DATASET START
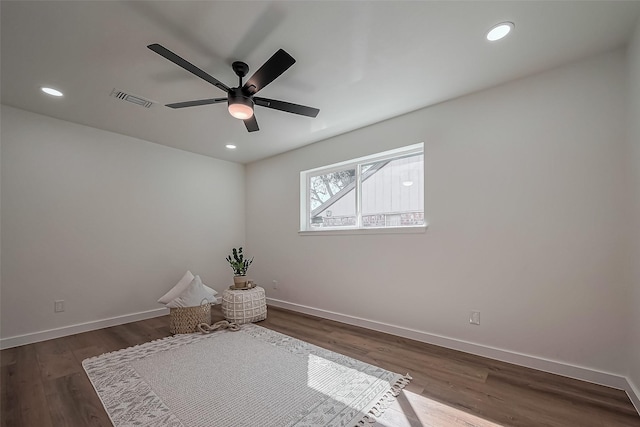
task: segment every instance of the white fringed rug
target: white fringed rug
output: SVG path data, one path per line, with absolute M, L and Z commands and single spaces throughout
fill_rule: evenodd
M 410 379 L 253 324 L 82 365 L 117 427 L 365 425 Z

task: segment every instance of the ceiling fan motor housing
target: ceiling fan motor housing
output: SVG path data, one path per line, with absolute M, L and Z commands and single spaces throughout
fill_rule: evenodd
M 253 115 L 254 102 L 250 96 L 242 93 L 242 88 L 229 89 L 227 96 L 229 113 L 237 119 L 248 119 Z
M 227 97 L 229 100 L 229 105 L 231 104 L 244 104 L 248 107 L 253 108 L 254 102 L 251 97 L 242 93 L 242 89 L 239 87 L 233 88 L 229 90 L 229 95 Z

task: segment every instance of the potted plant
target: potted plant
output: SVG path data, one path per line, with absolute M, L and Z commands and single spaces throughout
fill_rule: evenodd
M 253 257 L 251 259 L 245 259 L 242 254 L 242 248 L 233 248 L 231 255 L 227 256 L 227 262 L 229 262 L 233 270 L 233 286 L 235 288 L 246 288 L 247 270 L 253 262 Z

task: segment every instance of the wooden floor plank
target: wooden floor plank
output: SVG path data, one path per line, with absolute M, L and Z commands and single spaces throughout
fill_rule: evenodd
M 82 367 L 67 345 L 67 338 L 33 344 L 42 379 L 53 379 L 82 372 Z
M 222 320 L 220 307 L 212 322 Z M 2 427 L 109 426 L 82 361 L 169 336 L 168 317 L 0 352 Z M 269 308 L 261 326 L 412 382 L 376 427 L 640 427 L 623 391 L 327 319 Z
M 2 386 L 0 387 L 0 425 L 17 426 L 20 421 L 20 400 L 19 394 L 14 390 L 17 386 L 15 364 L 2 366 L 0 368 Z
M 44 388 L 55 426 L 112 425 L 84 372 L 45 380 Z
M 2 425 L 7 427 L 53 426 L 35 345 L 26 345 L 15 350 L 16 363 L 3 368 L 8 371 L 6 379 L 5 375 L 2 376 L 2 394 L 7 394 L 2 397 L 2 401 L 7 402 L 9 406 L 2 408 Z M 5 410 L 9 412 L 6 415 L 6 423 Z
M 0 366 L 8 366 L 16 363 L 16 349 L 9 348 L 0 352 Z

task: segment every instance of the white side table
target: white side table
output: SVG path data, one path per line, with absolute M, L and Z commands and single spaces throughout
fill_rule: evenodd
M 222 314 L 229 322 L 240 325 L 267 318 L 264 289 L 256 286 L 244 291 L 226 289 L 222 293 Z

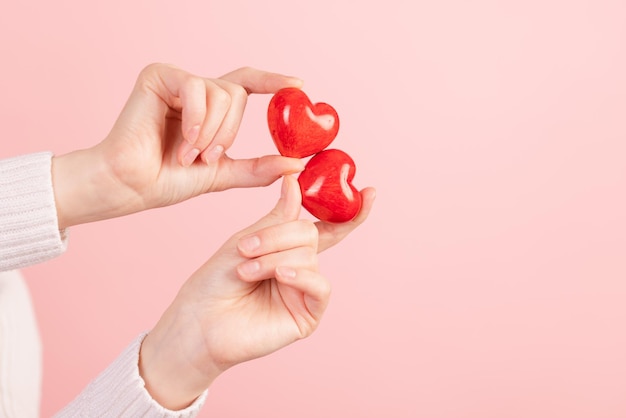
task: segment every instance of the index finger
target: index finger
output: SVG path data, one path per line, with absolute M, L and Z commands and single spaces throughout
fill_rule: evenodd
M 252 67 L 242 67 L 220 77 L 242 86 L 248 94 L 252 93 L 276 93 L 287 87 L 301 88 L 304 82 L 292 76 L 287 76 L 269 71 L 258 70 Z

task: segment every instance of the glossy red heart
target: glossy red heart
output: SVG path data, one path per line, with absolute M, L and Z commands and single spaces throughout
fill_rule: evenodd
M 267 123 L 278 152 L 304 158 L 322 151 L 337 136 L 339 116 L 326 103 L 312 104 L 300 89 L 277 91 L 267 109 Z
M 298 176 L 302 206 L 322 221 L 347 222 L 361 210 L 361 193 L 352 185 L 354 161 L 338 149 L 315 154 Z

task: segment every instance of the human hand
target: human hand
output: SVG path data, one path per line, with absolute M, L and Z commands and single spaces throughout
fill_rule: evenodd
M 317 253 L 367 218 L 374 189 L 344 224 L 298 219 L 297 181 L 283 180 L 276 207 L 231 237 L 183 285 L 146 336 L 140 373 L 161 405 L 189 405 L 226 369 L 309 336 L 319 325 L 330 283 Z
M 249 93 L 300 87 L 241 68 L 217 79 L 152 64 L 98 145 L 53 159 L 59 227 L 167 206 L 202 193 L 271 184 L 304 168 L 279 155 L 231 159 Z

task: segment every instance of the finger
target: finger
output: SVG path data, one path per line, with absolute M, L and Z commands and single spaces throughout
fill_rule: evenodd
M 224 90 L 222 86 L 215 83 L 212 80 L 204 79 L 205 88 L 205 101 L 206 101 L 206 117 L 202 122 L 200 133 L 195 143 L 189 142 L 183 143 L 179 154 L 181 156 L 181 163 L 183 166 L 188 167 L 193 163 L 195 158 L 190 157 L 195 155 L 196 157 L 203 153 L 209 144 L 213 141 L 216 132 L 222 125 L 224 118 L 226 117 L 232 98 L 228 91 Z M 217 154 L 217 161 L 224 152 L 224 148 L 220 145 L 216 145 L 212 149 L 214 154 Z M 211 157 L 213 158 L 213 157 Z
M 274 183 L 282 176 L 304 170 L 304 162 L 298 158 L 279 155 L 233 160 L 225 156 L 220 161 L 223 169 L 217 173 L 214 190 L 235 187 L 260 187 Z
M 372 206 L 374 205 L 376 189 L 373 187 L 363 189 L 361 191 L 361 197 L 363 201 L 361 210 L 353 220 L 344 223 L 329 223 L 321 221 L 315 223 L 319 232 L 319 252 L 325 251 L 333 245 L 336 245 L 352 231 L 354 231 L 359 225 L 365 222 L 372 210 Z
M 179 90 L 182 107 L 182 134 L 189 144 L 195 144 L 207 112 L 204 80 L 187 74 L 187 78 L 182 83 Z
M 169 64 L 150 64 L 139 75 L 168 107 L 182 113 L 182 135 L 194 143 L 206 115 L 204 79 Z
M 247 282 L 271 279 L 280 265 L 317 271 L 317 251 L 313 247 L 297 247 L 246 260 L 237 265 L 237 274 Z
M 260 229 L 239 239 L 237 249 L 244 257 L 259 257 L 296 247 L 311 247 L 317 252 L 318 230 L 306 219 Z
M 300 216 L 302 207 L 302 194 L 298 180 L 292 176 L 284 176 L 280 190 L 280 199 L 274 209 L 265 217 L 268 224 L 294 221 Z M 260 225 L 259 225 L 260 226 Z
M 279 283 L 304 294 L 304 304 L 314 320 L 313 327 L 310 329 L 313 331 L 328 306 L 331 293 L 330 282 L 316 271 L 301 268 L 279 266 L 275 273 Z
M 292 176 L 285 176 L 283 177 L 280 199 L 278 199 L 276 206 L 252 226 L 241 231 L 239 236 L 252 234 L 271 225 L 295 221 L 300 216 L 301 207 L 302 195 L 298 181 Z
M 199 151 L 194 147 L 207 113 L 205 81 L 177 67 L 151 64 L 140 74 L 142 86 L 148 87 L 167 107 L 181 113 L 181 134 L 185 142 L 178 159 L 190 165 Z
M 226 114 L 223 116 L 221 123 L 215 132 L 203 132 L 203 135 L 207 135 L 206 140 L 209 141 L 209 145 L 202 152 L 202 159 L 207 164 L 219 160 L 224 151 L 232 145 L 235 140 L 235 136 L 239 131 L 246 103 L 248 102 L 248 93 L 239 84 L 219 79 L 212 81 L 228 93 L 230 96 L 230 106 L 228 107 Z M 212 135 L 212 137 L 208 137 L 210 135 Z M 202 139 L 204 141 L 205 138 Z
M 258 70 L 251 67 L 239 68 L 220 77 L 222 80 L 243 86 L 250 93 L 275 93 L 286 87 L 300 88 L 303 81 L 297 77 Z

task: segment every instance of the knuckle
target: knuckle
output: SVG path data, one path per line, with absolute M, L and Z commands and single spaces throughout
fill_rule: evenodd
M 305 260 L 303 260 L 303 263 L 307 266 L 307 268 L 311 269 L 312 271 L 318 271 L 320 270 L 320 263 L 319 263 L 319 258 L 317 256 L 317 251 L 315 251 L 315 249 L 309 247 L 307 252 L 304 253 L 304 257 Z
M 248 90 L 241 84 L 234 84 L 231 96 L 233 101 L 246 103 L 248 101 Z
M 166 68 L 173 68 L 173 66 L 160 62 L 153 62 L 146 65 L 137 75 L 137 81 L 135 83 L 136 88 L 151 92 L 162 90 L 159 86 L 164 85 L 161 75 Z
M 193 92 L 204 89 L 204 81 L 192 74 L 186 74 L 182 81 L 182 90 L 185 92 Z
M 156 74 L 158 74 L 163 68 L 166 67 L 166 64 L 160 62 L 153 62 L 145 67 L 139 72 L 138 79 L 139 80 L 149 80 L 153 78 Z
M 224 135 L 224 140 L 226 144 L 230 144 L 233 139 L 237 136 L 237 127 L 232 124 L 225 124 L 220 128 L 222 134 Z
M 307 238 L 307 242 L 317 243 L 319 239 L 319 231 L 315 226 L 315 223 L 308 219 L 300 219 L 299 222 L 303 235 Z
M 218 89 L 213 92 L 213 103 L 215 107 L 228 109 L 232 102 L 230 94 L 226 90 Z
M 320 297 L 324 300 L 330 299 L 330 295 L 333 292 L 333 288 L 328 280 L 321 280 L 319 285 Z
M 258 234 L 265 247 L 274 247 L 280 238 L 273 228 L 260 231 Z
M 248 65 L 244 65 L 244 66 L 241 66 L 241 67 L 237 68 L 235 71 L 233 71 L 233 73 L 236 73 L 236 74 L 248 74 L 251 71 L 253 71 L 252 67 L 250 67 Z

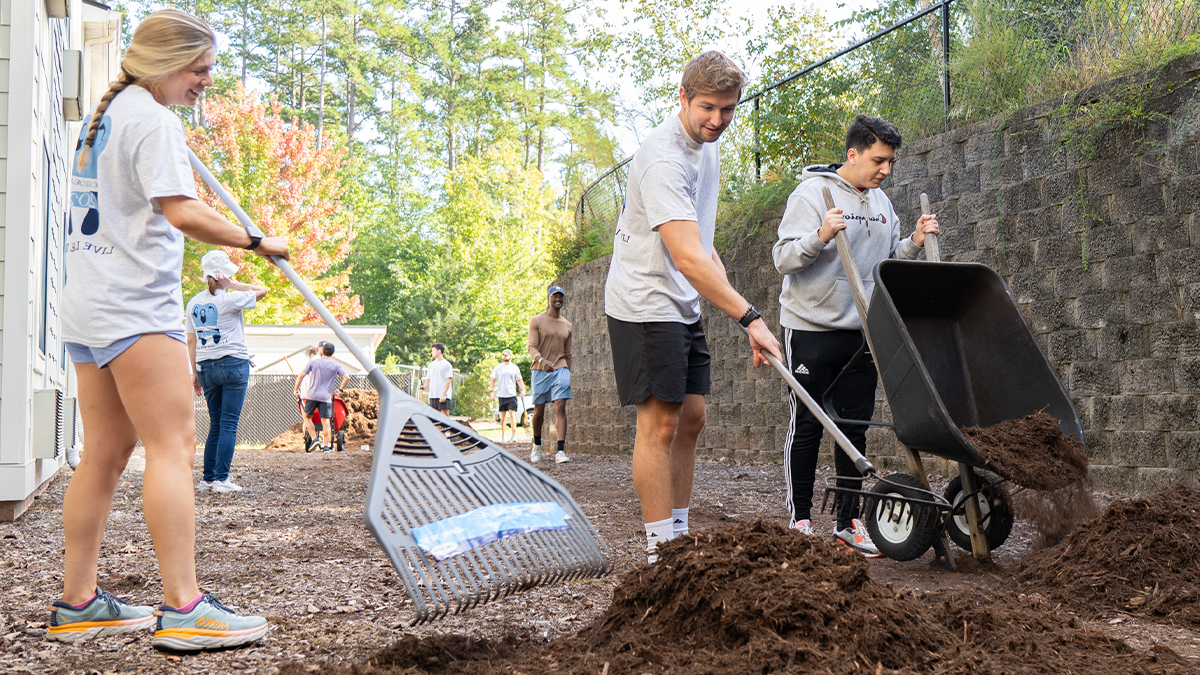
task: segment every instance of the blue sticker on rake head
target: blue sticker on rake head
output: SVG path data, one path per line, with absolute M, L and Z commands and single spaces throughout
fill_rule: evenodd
DATASET END
DATASET START
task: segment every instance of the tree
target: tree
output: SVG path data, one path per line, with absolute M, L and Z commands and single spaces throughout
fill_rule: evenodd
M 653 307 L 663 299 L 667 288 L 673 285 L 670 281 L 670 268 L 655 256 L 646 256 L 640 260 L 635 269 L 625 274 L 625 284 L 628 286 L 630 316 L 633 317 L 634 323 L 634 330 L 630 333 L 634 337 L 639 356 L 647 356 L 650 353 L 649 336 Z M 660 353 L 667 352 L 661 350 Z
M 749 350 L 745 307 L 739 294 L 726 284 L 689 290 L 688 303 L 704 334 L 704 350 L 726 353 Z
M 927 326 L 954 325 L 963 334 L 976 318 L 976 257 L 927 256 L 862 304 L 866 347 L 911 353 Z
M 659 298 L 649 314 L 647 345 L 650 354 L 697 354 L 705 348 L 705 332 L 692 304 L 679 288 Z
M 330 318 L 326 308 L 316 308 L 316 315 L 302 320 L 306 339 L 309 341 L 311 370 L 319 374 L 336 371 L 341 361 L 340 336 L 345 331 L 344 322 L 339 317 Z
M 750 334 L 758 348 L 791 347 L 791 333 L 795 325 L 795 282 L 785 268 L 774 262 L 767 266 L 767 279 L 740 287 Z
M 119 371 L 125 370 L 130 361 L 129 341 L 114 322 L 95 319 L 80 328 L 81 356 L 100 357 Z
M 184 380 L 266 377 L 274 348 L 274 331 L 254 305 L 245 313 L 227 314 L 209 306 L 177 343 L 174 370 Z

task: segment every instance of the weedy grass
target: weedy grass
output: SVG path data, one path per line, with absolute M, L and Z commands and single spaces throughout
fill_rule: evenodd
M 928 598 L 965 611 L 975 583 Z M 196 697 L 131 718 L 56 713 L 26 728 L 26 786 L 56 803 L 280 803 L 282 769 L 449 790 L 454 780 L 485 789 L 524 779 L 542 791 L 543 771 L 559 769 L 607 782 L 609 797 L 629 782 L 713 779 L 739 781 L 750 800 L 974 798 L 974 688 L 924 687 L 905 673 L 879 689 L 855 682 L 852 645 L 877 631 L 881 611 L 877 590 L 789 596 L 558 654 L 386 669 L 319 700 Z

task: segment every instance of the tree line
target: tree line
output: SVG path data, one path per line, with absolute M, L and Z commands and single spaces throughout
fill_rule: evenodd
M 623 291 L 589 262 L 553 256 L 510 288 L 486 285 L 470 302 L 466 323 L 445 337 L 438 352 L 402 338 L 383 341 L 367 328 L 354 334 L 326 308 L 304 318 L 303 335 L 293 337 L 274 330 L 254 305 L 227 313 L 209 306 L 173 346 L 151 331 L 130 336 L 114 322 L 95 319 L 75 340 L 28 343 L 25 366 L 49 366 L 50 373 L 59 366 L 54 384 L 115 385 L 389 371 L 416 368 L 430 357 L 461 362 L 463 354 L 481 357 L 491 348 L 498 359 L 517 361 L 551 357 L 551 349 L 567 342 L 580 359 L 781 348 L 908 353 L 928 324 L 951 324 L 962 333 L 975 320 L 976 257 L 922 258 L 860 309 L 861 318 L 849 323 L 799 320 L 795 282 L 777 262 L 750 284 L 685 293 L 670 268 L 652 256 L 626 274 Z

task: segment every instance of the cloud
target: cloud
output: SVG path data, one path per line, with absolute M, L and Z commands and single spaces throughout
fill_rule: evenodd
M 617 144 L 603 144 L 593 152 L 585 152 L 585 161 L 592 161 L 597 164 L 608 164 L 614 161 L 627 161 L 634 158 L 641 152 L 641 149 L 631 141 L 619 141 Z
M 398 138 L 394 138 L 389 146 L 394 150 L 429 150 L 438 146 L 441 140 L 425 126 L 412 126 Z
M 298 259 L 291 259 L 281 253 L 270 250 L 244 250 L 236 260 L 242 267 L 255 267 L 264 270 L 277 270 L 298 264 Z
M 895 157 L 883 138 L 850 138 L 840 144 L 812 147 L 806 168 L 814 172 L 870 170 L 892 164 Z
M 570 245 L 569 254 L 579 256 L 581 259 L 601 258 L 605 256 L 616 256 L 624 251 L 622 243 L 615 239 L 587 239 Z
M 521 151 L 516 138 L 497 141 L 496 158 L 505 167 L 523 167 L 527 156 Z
DATASET END
*PROMPT*:
Look through the records and copy down every line that holds "plant".

*SOLUTION FOR THIS PROBLEM*:
task: segment every instance of the potted plant
target: potted plant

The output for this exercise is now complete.